start Text passage

Case Summary: EPA Recovers Over $10 million for Cleanup Costs at the Gilt Edge Mine Superfund Site
On April 15, 2016, the U.S. Environmental Protection Agency (EPA) announced that the Agency and the state of South Dakota reached agreement with Coca Mines, Inc., and Thomas Congdon to settle their respective liabilities at the Gilt Edge Mine Superfund Site by making a payment of just over $10 million.
The site encompasses a former open pit and a cyanide heap-leach gold mine, and was used for hard rock mining since the late 1800s. It was extensively disturbed by mining and mineral processing operations. The primary mine operator abandoned the site, leaving mining features such as open pit lakes with high walls of exposed mineralized bedrock, underground mine workings, and acres of waste rock, spent ore, and tailings. Exposure to the sulfide-containing materials to air and oxygen generates approximately 95 million gallons of acid rock drainage every year. The money recovered will help pay for the cleanup, alleviating the taxpayer burden.
On this page:
- Information about the companies
- Information about the Gilt Edge Mine Site
- Overview of the consent decree
- Contact information
CoCa Mines, Inc. acquires, explores for, develops, mines and processes gold and silver ore. The Company holds interests in properties throughout the United States and Company. Helca Limited is CoCa’s parent company.

end Text passage
start Supplied material

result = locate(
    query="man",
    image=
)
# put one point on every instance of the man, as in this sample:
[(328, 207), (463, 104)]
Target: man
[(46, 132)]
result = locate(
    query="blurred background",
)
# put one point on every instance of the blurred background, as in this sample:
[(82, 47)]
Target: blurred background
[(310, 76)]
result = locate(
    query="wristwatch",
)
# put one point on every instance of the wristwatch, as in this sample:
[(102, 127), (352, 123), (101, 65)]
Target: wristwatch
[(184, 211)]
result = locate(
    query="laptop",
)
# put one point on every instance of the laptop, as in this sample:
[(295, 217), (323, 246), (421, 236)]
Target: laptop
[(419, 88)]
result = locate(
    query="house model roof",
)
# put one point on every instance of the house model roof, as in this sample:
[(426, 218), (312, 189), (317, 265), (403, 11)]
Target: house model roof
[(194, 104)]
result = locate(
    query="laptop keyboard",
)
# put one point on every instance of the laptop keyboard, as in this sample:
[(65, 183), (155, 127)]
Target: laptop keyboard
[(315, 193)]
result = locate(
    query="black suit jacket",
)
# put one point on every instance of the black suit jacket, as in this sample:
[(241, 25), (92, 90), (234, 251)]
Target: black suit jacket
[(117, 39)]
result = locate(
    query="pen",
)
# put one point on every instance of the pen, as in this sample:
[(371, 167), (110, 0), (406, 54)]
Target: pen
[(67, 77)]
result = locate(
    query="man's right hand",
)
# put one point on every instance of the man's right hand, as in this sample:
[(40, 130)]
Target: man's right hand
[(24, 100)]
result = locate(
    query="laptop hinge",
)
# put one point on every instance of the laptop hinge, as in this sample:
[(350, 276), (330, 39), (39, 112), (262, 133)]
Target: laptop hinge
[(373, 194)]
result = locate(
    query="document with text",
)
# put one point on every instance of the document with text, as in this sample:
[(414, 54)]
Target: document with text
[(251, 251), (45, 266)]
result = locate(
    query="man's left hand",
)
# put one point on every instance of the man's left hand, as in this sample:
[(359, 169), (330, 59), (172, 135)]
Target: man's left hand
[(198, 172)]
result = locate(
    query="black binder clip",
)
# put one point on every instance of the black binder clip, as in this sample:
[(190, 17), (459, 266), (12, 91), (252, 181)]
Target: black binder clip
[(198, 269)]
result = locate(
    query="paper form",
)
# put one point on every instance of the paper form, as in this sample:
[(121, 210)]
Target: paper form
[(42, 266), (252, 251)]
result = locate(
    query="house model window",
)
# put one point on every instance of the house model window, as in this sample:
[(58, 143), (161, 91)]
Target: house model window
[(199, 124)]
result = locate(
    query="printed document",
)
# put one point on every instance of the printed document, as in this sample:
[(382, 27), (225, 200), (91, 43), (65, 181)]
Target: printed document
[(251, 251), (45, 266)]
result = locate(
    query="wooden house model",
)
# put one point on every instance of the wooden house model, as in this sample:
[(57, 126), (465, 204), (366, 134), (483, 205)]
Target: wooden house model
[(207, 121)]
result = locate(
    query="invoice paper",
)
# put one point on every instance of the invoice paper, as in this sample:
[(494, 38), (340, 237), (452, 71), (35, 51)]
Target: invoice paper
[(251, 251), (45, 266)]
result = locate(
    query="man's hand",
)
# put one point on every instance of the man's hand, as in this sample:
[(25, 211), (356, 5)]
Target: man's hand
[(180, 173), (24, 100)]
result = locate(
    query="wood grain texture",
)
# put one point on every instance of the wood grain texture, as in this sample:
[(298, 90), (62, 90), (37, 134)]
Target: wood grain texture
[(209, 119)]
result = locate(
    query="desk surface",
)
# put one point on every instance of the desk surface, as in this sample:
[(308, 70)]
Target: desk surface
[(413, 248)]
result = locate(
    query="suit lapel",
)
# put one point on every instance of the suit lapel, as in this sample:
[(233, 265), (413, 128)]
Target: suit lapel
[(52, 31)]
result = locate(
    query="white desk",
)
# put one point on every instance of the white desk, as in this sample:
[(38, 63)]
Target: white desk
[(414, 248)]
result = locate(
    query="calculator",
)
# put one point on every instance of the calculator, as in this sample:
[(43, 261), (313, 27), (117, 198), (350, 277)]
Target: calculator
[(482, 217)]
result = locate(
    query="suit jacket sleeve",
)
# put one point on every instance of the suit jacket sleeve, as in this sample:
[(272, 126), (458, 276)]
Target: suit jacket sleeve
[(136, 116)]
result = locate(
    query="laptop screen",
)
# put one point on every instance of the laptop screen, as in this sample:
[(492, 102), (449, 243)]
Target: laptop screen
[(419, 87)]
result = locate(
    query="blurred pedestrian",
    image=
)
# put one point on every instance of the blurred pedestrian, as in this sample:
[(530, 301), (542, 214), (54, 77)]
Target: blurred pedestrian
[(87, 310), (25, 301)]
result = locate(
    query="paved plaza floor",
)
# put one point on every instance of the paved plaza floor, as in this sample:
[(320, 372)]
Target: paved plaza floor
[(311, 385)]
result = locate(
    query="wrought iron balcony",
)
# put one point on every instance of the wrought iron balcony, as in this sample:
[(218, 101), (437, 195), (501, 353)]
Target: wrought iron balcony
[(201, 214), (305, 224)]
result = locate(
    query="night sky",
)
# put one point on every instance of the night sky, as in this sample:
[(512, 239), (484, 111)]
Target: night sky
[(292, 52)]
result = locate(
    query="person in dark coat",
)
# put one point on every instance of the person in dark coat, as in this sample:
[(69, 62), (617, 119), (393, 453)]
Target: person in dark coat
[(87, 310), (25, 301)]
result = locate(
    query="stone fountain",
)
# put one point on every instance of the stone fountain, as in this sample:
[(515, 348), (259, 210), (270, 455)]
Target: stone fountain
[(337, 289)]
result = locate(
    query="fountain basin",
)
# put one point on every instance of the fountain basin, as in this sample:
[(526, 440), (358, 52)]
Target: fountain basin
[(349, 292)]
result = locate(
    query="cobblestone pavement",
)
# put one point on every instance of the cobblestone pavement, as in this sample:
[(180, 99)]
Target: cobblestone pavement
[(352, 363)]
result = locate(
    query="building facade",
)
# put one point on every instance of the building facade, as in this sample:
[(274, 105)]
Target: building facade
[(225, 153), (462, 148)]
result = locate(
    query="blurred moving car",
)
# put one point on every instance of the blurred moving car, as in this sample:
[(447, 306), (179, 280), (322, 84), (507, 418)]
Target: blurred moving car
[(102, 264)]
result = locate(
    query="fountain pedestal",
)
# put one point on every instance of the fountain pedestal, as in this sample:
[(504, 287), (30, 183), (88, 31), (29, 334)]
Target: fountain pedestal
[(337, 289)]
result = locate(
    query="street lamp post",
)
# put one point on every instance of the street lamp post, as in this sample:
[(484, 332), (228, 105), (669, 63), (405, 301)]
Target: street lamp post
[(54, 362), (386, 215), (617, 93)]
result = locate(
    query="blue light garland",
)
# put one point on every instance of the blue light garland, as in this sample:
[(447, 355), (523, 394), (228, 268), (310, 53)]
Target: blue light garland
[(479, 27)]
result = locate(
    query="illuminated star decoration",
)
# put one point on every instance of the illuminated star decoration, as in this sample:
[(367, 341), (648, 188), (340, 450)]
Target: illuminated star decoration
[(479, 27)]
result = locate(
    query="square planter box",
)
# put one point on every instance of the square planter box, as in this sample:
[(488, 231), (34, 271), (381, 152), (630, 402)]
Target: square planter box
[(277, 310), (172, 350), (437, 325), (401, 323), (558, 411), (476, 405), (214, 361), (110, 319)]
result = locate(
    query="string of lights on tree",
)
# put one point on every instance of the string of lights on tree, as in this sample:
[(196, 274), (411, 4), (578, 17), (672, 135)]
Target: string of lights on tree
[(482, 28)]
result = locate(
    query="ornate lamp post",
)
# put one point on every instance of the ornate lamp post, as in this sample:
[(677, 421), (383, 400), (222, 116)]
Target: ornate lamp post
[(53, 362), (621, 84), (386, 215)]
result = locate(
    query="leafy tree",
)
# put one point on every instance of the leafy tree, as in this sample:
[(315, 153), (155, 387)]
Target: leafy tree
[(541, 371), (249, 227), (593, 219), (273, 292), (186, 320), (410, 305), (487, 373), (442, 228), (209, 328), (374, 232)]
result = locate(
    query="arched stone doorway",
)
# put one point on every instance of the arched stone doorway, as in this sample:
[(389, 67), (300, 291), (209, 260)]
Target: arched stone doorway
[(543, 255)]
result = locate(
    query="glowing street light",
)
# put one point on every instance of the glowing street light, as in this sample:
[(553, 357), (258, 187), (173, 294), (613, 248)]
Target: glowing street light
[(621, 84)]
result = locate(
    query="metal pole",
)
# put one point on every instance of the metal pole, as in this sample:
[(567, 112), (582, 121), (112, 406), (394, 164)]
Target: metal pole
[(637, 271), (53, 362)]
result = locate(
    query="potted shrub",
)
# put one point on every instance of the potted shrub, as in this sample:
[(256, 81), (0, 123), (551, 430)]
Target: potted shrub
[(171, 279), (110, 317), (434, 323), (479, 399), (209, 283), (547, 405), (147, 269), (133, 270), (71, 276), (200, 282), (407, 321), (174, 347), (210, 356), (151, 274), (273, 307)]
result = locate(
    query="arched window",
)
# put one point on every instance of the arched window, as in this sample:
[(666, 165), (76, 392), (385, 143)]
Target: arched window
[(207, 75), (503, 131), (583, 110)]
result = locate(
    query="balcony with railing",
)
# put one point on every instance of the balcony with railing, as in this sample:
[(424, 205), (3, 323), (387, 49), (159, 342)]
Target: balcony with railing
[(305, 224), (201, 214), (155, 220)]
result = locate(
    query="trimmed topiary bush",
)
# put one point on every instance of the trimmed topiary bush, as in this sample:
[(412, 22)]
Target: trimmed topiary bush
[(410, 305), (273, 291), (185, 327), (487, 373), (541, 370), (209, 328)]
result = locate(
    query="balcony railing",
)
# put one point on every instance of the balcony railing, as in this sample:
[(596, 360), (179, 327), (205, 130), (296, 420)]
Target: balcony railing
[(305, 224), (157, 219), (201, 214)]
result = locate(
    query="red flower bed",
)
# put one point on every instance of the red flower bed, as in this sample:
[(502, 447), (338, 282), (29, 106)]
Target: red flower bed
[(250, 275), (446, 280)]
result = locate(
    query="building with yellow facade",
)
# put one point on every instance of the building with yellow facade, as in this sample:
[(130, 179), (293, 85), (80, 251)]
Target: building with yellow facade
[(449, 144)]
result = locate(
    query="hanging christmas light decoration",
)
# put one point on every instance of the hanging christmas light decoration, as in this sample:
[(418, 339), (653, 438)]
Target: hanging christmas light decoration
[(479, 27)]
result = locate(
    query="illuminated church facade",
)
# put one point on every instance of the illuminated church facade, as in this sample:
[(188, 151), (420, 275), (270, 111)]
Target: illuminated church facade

end Supplied material

Short problem A = List the sections named under "On this page:" in the Gilt Edge Mine case summary.
Short problem B = Write the next part of the Gilt Edge Mine case summary, picking up after its final sentence.

Right answer A =
- Information about the companies
- Information about the Gilt Edge Mine Site
- Overview of the consent decree
- Contact information

Right answer B =
Thomas Congdon was President and Chief Executive Officer of CoCa. He also was a shareholder, and served as both general and limited partner of Congdon and Carey Ltd. No 5 and Congdon and Carey Ltd. No. 5, both predecessors in interest to CoCa.
The 360-acre Gilt Edge Mine site is located 6.5 miles east of Lead, SD. Historic mining activities created acid rock drainage, which impacts the headwaters of Strawberry Creek and Ruby Gulch, which are tributaries to Bear Butte Creek. They are classified by South Dakota water quality standards as irrigation, fish and wildlife, recreation, and stock watering waters. Contaminants of concern include cadmium, arsenic, copper, lead, selenium, thallium, and zinc. More information can be found on the Gilt Edge Mine site profile sheet.
The consent decree for recovery of past response costs provides for a lump sum payment for the Agency’s past cleanup costs at the site and requires Coca to pursue various insurance claims. Upon recovery of any insurance claim, Coca is required to pay a portion of the claim to both the United States, and the state of South Dakota. South Dakota also received a portion of the lump sum payment. The consent decree was entered on September 19, 2016 in the District of South Dakota Western Division United States District Court.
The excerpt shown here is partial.